Copy out the listing below without changes, from the line holding "the index finger" through the end of the listing, with both of those included.

>> Start Supplied records

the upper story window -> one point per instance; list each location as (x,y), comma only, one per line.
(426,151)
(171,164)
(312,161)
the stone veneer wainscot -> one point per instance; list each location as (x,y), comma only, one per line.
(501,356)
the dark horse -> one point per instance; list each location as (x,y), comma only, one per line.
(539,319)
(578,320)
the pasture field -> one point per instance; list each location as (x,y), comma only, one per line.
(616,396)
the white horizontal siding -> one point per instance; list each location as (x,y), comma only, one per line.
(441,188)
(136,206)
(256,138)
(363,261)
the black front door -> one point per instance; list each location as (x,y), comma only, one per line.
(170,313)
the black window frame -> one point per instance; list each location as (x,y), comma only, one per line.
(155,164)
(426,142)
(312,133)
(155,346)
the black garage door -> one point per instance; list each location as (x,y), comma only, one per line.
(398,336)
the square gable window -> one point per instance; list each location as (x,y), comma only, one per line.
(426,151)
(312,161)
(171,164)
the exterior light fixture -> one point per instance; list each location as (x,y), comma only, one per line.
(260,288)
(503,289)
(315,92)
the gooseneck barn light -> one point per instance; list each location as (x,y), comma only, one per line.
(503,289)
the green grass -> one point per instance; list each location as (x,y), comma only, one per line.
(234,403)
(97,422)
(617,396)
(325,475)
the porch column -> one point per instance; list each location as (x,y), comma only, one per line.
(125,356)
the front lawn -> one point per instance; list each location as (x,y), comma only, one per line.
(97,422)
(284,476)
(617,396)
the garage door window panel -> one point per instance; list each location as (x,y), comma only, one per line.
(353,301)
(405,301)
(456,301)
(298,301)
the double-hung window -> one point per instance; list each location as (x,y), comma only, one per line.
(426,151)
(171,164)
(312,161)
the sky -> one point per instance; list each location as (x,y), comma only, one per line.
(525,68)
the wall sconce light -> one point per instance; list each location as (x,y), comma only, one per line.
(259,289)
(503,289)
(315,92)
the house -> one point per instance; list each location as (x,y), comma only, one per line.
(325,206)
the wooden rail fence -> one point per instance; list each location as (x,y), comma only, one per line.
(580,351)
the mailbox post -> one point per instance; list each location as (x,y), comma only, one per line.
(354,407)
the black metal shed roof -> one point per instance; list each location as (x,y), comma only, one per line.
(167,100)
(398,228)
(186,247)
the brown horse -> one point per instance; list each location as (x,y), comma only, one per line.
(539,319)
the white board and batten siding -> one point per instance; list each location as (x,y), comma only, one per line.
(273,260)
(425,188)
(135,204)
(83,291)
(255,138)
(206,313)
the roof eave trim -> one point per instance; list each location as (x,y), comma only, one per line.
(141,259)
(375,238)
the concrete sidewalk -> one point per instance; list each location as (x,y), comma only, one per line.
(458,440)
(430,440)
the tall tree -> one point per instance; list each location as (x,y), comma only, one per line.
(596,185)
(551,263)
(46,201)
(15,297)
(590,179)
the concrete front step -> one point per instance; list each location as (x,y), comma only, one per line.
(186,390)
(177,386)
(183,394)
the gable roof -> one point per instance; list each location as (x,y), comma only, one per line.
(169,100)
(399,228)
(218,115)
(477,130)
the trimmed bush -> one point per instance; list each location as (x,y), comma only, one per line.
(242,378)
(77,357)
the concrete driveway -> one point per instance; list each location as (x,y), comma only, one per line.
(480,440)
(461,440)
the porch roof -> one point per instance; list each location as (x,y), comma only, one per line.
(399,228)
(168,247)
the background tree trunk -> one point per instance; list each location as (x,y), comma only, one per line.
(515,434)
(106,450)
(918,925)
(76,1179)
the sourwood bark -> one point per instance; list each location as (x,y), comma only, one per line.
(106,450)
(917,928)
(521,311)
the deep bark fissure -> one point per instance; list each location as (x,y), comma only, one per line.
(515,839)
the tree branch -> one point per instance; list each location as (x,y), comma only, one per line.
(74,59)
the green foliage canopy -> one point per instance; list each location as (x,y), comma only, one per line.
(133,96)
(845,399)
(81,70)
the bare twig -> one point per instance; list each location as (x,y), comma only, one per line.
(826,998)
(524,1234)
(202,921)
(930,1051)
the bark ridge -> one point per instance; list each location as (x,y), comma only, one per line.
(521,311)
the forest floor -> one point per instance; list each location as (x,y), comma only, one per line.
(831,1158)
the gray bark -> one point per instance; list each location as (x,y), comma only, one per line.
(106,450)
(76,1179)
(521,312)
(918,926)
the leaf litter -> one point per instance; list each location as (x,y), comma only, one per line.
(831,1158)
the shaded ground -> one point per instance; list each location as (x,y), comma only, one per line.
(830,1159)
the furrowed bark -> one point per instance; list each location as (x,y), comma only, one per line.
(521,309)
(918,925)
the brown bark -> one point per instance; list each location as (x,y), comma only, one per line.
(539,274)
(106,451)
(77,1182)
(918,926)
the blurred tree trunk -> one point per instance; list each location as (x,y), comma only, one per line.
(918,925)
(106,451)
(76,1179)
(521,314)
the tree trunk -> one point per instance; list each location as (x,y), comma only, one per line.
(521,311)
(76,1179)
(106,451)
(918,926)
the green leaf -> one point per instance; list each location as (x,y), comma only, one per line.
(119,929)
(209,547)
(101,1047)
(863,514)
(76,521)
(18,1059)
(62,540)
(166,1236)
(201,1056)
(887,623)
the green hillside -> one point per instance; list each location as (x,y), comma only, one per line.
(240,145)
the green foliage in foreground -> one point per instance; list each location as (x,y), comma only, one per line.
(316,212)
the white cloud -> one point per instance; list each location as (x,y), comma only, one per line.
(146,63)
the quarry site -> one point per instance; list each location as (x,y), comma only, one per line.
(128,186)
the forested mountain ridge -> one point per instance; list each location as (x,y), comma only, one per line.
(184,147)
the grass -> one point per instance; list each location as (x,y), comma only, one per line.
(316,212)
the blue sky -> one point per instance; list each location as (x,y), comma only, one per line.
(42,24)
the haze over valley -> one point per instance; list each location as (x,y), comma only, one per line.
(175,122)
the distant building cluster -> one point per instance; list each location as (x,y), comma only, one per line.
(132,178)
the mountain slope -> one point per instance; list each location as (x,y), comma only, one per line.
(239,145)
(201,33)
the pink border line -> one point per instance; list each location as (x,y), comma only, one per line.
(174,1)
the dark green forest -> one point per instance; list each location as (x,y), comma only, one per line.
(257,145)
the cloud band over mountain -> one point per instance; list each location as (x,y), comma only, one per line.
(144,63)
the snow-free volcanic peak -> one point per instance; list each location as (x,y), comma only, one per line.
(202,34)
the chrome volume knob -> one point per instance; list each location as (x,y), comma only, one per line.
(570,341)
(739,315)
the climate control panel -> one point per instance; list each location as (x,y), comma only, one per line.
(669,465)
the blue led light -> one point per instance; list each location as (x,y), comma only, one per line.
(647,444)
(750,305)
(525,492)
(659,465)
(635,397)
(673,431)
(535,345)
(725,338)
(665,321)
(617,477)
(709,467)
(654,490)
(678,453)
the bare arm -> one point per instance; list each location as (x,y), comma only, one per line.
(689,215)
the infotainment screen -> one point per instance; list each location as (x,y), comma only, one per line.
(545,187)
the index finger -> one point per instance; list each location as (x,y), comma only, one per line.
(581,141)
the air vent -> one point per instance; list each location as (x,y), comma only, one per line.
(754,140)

>> End Supplied records

▶ [Task solution]:
the index finger -> one point per instance; list each location as (x,y), comma only, one per line.
(581,141)
the air vent -> one point per instance; list each location as (x,y), comma only, one per line.
(754,140)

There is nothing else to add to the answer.